EXERCISE SET:
1) Decide whether each statement agrees with the risk disclosure text: (a) market risk comprises three types of price risk; (b) the Company has significant exposure to interest rate risk at December 31, 2025; (c) reclamation bonds are among the financial instruments that potentially subject the Company to credit risk. For each, answer yes or no and quote the deciding words of the text.
2) List every line of the records that contains the word "embroidered", treating uppercase and lowercase as different.

SELECTED TEXT:
Liquidity risk on amounts due to creditors and amounts due to related parties were significant to the Company’s statement of financial position. The Company manages these risks by actively pursuing additional share capital issuances to settle its obligations in the normal course of its operating, investing, and financing activities. The Company’s ability to raise share capital is indirectly related to changing metal prices and the price of lithium and gold in particular.
Market Risk
Market risk is the risk that the fair value or future cash flows of a financial instrument will fluctuate because of changes in market prices. Market risk comprises three types of price risk: currency risk, interest rate risk, and other price risk.
Interest Rate Risk
The Company has no significant exposure at December 31, 2025, to interest rate risk through its financial instruments.
9
Linear Minerals Corp. (formerly Fe Battery Metals Corp.)
Management’s Discussion & Analysis
For the nine months ended December 31, 2025
Credit Risk
Credit risk is the risk that one party to a financial instrument will fail to discharge an obligation and cause the other party to incur a financial loss. Financial instruments that potentially subject the Company to credit risk consist of cash, short-term investment, reclamation bonds, and amounts receivable. The carrying amount of financial assets recorded in the financial statements, net of any allowances for losses, represents the maximum exposure to credit risk.

DATA FOR PROCESSING:
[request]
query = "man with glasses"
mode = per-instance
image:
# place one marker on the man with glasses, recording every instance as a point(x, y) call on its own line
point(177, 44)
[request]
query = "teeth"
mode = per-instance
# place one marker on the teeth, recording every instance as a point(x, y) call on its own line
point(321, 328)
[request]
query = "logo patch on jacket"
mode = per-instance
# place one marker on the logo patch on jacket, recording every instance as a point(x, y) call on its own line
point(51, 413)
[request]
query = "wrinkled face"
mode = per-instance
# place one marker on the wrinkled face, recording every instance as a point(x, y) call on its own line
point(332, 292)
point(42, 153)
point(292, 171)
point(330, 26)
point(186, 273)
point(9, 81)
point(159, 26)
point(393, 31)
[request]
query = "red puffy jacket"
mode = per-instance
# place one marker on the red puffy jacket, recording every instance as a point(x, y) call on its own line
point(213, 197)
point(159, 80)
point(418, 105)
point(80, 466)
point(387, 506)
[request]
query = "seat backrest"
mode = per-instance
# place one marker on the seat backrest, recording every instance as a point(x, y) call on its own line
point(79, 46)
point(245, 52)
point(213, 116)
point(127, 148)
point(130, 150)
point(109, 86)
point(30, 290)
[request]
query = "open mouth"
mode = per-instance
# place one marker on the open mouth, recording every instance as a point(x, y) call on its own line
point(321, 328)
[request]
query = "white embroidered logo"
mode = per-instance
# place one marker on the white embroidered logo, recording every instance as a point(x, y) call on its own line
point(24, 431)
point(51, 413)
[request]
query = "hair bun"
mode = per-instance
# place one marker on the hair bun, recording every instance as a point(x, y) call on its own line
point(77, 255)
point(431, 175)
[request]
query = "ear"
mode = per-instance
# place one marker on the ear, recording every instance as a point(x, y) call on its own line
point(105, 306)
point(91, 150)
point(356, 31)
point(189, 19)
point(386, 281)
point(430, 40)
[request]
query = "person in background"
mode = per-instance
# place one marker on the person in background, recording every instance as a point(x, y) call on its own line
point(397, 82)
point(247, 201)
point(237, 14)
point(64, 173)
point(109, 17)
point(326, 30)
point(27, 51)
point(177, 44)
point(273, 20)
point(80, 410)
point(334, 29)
* * *
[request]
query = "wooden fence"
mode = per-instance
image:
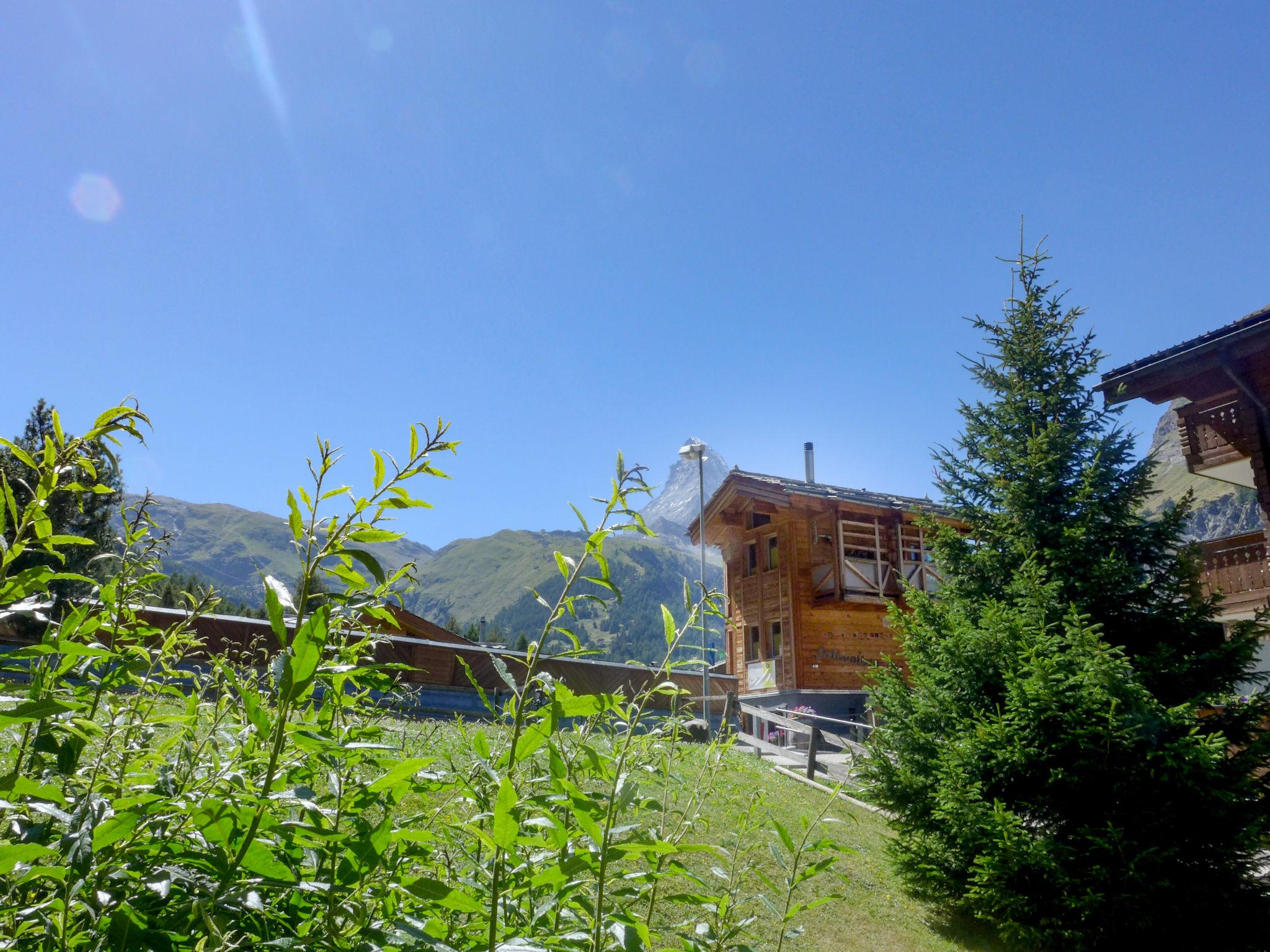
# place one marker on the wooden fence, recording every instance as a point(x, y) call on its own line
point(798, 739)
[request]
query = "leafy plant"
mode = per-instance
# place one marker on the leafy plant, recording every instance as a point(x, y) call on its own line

TASK SOLUTIONS:
1)
(a) Yes: "Market risk comprises three types of price risk: currency risk, interest rate risk, and other price risk."
(b) No: "The Company has no significant exposure at December 31, 2025, to interest rate risk through its financial instruments."
(c) Yes: "Financial instruments that potentially subject the Company to credit risk consist of cash, short-term investment, reclamation bonds, and amounts receivable."

2)
query = "white embroidered logo"
# place one marker on the white embroidered logo, recording every instance as a point(x, y) call on its own line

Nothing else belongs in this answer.